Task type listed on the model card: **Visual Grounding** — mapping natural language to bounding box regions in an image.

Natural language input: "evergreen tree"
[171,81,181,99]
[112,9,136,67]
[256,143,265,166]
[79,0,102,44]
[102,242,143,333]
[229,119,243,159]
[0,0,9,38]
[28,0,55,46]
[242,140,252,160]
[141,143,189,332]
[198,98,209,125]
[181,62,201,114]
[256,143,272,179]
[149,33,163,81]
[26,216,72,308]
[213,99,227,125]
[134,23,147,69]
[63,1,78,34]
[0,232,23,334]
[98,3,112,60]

━━━━

:: DIRECTION ::
Which lines of the records contain the string "language"? Return each such line in full, treating uppercase and lowercase letters as different.

:: THE RESULT ::
Task type listed on the model card: **Visual Grounding** — mapping natural language to bounding box regions in an image.
Natural language input: "evergreen tree"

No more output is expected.